- _Goal of the exercise_: Nothing in the entries should change; repeat them exactly.

- _Records provided_:
-------------------------

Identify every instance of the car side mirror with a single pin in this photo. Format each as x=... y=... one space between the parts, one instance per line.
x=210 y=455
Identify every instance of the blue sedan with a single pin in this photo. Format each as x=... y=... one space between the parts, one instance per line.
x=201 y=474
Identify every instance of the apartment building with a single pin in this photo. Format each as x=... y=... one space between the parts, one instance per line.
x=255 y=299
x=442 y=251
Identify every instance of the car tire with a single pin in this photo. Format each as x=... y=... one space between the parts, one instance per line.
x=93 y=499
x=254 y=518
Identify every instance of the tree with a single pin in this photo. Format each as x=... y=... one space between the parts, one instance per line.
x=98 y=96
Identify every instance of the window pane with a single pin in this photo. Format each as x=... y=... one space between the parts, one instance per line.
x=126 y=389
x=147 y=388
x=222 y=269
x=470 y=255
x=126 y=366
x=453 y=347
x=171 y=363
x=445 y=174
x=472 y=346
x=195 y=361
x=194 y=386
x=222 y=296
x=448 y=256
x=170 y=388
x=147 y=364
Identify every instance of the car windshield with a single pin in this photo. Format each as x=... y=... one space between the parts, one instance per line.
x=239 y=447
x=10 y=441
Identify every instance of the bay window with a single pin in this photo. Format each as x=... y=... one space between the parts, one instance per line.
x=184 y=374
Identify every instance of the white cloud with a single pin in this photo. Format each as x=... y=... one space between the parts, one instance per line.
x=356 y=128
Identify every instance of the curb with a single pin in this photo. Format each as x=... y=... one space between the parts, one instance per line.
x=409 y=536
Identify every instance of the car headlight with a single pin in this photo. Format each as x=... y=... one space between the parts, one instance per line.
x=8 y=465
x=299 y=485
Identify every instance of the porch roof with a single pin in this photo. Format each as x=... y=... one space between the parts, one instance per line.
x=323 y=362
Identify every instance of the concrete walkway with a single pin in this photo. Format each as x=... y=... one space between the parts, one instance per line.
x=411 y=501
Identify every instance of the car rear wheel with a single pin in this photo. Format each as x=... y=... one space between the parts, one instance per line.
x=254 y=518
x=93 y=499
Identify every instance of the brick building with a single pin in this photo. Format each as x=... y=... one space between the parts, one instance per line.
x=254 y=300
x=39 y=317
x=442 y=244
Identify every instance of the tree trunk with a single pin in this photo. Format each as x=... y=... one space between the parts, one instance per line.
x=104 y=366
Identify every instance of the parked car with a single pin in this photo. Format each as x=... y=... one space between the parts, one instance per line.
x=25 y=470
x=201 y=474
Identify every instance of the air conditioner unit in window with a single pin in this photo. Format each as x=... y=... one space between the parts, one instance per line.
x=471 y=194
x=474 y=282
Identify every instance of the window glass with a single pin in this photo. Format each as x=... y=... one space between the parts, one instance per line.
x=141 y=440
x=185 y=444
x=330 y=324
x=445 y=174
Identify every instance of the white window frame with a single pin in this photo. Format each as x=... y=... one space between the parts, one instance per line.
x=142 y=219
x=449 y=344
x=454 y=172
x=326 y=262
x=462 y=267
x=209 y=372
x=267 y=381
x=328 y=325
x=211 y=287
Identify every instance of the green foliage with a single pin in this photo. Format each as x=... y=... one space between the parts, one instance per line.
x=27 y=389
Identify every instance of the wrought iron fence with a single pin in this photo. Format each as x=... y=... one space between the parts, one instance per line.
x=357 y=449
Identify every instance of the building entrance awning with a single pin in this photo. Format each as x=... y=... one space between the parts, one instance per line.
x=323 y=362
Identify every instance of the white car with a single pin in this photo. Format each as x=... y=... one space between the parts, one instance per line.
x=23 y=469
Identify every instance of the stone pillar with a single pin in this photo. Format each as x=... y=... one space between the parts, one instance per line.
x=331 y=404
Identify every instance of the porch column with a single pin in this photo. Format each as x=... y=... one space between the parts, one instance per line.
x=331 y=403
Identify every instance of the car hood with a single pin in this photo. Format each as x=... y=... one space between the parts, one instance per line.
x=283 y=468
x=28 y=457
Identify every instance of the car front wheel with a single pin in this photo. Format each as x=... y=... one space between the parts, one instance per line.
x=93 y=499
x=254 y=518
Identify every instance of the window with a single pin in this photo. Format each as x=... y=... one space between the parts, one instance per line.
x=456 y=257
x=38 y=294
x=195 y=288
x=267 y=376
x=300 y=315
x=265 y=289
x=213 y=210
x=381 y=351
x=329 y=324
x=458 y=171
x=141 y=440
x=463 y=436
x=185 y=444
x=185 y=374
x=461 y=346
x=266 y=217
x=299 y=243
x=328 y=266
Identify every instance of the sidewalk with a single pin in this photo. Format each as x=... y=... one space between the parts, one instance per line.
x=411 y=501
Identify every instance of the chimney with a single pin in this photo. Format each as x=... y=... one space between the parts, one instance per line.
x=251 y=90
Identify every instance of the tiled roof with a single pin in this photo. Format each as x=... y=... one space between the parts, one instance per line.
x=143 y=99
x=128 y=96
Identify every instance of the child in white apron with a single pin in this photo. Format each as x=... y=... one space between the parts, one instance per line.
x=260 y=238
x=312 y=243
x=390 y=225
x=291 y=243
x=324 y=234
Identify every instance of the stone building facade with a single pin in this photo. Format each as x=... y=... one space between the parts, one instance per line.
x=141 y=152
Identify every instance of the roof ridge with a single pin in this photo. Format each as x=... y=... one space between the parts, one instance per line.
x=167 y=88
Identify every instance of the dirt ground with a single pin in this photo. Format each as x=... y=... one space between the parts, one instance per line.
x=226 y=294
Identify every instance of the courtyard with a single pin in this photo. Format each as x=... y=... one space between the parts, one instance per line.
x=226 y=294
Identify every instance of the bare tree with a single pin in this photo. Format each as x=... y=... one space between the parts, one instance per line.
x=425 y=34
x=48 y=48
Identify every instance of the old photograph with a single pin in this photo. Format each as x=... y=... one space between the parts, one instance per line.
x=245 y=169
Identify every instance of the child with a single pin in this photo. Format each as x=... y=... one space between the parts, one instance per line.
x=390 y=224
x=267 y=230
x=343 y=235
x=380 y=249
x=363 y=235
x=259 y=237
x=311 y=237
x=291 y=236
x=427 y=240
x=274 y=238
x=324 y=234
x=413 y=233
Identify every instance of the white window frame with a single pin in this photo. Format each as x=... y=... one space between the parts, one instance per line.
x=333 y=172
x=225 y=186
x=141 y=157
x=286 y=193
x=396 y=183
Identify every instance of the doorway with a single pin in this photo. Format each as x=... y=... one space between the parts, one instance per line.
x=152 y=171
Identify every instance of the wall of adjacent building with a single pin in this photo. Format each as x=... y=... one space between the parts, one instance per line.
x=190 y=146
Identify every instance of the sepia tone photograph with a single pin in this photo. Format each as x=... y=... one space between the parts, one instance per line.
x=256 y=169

-------------------------

- _Response area_:
Identify every instance of the car side mirror with a single pin in this photo. Format each as x=... y=... one space between the parts, one instance per line.
x=210 y=455
Identify every instance of the blue sedan with a single pin in this photo. Format each as x=... y=... one space between the parts, one instance per line.
x=201 y=474
Identify every instance of the apartment building with a single pin in this photo. Format each as x=... y=... one space between the parts, one instance per line.
x=255 y=299
x=442 y=251
Identify every instance of the car tire with a single pin in this photo. Format each as x=... y=... one space between the parts, one instance per line.
x=93 y=499
x=254 y=518
Identify every instance of the tree with a single pin in this photo. Format each as x=... y=... one space between the parts, one instance per line.
x=98 y=96
Identify every instance of the window pane with a single pin in this photo. Format each as x=... y=... one space between the parts, one instance per line.
x=126 y=389
x=147 y=388
x=222 y=269
x=470 y=255
x=126 y=366
x=453 y=347
x=171 y=363
x=445 y=174
x=472 y=346
x=195 y=361
x=194 y=386
x=222 y=296
x=448 y=256
x=170 y=388
x=147 y=364
Identify every instance of the car windshield with a single pin in this photo. Format each as x=... y=... one space between the parts, one instance per line.
x=239 y=447
x=10 y=441
Identify every instance of the bay window with a single pin in this photo. Format each as x=... y=... one space between the parts, one instance per line.
x=184 y=374
Identify every instance of the white cloud with a single pin in this photo. Format each as x=... y=... one space between the parts, one instance per line.
x=356 y=128
Identify every instance of the curb with a single pin in this photo. Format each as x=... y=... one space between the parts, one instance per line.
x=409 y=536
Identify every instance of the car headlight with a single pin in this photo. Format each as x=... y=... one space between the parts, one instance per line.
x=8 y=465
x=299 y=485
Identify every instance of the porch roof with a single pin in this photo. Format each as x=... y=... one space between the parts, one instance per line.
x=323 y=362
Identify every instance of the concrete walkway with a single pin in this photo. Format each as x=... y=... one space between the parts, one instance per line.
x=411 y=501
Identify every instance of the car rear wheel with a single pin in this photo. Format each as x=... y=... one space between the parts, one instance per line.
x=254 y=518
x=93 y=499
Identify every instance of the brick building with a single pin in this photo. Format each as x=... y=... one space between the parts, one instance per line.
x=254 y=300
x=39 y=317
x=442 y=244
Identify every instance of the tree trunk with a single pin in this photo. Format each as x=... y=... one space between the parts, one instance per line.
x=104 y=366
Identify every instance of the parked car with a single pin in this photo. Format each as x=... y=... one space between the parts, one instance per line.
x=25 y=470
x=201 y=474
Identify every instance of the air conditioner unit in window with a single pin in this photo. Format each as x=... y=... one space between the parts, one instance per line.
x=471 y=194
x=474 y=282
Identify every instance of the window glass with a single pin in this photo. Format each as x=... y=... one space between the parts, one instance per line.
x=141 y=440
x=185 y=444
x=330 y=324
x=445 y=174
Identify every instance of the white window frame with a single pin in this photo. Format each as x=... y=... one space between the parts, one instance per line.
x=142 y=219
x=449 y=344
x=454 y=172
x=326 y=262
x=462 y=267
x=209 y=372
x=267 y=381
x=328 y=325
x=211 y=287
Identify every instance of the green foliage with a single pin in this photo. Format each as x=... y=... one space between the parts, one instance per line.
x=27 y=389
Identify every instance of the wrought iron fence with a single pin in this photo. Format each as x=... y=... one space between the parts, one instance per line.
x=357 y=449
Identify every instance of the building entrance awning with a single pin in this photo. Format each as x=... y=... one space between the parts, one instance per line.
x=323 y=362
Identify every instance of the white car with a single pin in this photo. Format each as x=... y=... one space between the parts, one instance per line.
x=23 y=469
Identify every instance of the stone pillar with a single pin in this photo. Format each as x=... y=... one space between the parts, one instance per line.
x=331 y=404
Identify every instance of the porch column with a single pin in this photo. Format each as x=... y=... one space between the parts, one instance per line.
x=331 y=403
Identify every instance of the car hood with a single pin in this photo. Format each as x=... y=... one space between the parts, one instance per line.
x=283 y=468
x=28 y=457
Identify every instance of the car front wheel with a single pin in this photo. Format each as x=... y=... one space between the parts, one instance per line.
x=93 y=499
x=254 y=518
Identify every instance of the window with a single pin in this photo. Format each as x=... y=... one space between the parts, one instance per line.
x=456 y=257
x=38 y=294
x=195 y=288
x=267 y=376
x=300 y=315
x=265 y=289
x=213 y=210
x=381 y=351
x=329 y=324
x=458 y=171
x=141 y=440
x=463 y=436
x=185 y=444
x=185 y=374
x=461 y=346
x=266 y=217
x=299 y=243
x=328 y=266
Identify every instance of the sidewalk with a single pin in this photo. Format each as x=... y=... one space between the parts, one instance per line.
x=411 y=501
Identify every instance of the chimney with a single pin in this photo. Format each as x=... y=... one space between the parts, one instance per line.
x=251 y=90
Identify every instance of the tiled roof with a single pin in this photo. Format each as x=... y=... one space between the parts, one instance per line.
x=143 y=99
x=128 y=96
Identify every instance of the child in white apron with a single pin in this photo. Format each as x=... y=... one space between the parts, one instance per line.
x=260 y=238
x=312 y=243
x=390 y=225
x=291 y=243
x=324 y=234
Identify every instance of the stone building facade with a single pin in this photo. Format each as x=... y=... one space between the parts, one instance per line.
x=141 y=152
Identify every instance of the roof ridge with a single pin in this photo. Format each as x=... y=... one space between the parts, one instance per line.
x=167 y=88
Identify every instance of the dirt ground with a single pin in this photo. Format each as x=... y=... one space between the parts, one instance per line.
x=226 y=294
Identify every instance of the courtyard with a single pin in this photo. Format each as x=... y=... one space between the parts, one instance per line.
x=226 y=294
Identify every instance of the bare tree with a single pin in this photo. Format each as x=... y=... one space between the parts, one instance per line.
x=425 y=34
x=48 y=48
Identify every instance of the old photograph with a single pin in this photo. Format each as x=... y=... one space between the parts, one instance per line.
x=245 y=169
Identify every instance of the child with a single pin in this photo. Format each as x=... y=... one space between the parts, one instance per line.
x=390 y=224
x=267 y=230
x=343 y=235
x=380 y=249
x=363 y=235
x=259 y=237
x=311 y=237
x=291 y=236
x=427 y=240
x=274 y=238
x=324 y=234
x=413 y=233
Identify every instance of the white window frame with a single pin in this photo. Format each as x=... y=... one space between the parts, one instance per line.
x=333 y=172
x=225 y=186
x=141 y=157
x=286 y=193
x=396 y=183
Identify every instance of the doorway with a single pin in this photo. Format each as x=... y=... one space between the parts, one instance per line.
x=152 y=171
Identify every instance of the wall of adjacent building with a single pin in this photo. Format each as x=... y=... one space between the parts, one instance per line.
x=190 y=146
Identify every instance of the sepia tone photograph with a single pin in this photo. Format each as x=... y=... one space between the parts, one instance per line.
x=256 y=169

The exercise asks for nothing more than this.